→ **Document segment**
[Start of Attachment]

Caring for Pregnant Does

Posted | By:  

With monoestrous breeding season upon us, pregnant does are likewise right around the corner. For the next 150 days after exposure to a buck and a successful breeding, does will be carrying precious cargo. While their bodies are nourishing growing kids, it is up to us to nourish them and provide the pregnancy care necessary to ensure an uneventful gestation on up until delivery time arrives.

Though it may be tempting to increase the amount of feed your does get immediately upon conception, the fact of the matter is that good body condition must be maintained throughout pregnancy without does carrying too much weight too soon. Just as we need to ensure does get enough to eat, it is just as important to ensure they don't get too much. The body score of pregnant does should always remain consistent in correlation to the stage of pregnancy in which she is, which is why it is important to pay attention to feeding guidelines.

If does are thin going into breeding season, supplementing with feed to get their body score up to at least a 2.5 is advised. Does that are already at that body score should not experience weight changes because at that stage they are just right. Once does are successfully bred, their outward appearance should change very little for the first three months or so. Despite a growing embryo, diet can remain much the same unless goats are in milk, in which grain should be reduced to help dry them up, a process that should be complete two months before kidding time arrives. During this time, it is also important not to stress does as it is easy for them to reabsorb the embryo. No drugs should be administered for the first month of pregnancy as it can pose a danger to developing kids. Body score should still hover at 2.5 or perhaps a little better and feed should consist of hay, pasture, and free choice mineral once goats in milk have dried up.

[End of Attachment]

→ **Saved entries**

[Start of Attachment]

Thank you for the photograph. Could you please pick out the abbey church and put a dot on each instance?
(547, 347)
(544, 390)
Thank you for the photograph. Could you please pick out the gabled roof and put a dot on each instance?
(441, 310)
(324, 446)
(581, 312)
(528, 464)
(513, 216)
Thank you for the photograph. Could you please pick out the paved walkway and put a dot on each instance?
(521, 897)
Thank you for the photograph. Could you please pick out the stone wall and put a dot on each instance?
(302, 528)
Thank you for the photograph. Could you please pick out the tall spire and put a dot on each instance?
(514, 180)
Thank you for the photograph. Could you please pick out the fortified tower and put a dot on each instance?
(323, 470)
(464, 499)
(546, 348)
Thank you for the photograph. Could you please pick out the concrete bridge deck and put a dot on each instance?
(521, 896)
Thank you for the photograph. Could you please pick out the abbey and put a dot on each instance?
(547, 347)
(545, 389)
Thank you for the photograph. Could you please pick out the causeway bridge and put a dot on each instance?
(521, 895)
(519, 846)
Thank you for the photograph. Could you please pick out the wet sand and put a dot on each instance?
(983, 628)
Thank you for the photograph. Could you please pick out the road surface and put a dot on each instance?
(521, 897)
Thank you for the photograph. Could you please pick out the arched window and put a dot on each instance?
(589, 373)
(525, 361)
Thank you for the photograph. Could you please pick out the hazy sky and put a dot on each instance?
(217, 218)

[End of Attachment]

→ **Actions to take**
**A.** Duplicate the part of the article on caring for pregnant does from "Though it may" up to and including "to feeding guidelines.".
**B.** List every item the article on caring for pregnant does says feed should consist of once goats in milk have dried up.
Answer using only the article on caring for pregnant does, not the listing.

→ **Task-by-task outputs**
**A.**
Though it may be tempting to increase the amount of feed your does get immediately upon conception, the fact of the matter is that good body condition must be maintained throughout pregnancy without does carrying too much weight too soon. Just as we need to ensure does get enough to eat, it is just as important to ensure they don't get too much. The body score of pregnant does should always remain consistent in correlation to the stage of pregnancy in which she is, which is why it is important to pay attention to feeding guidelines.

**B.** Hay, pasture, and free choice mineral.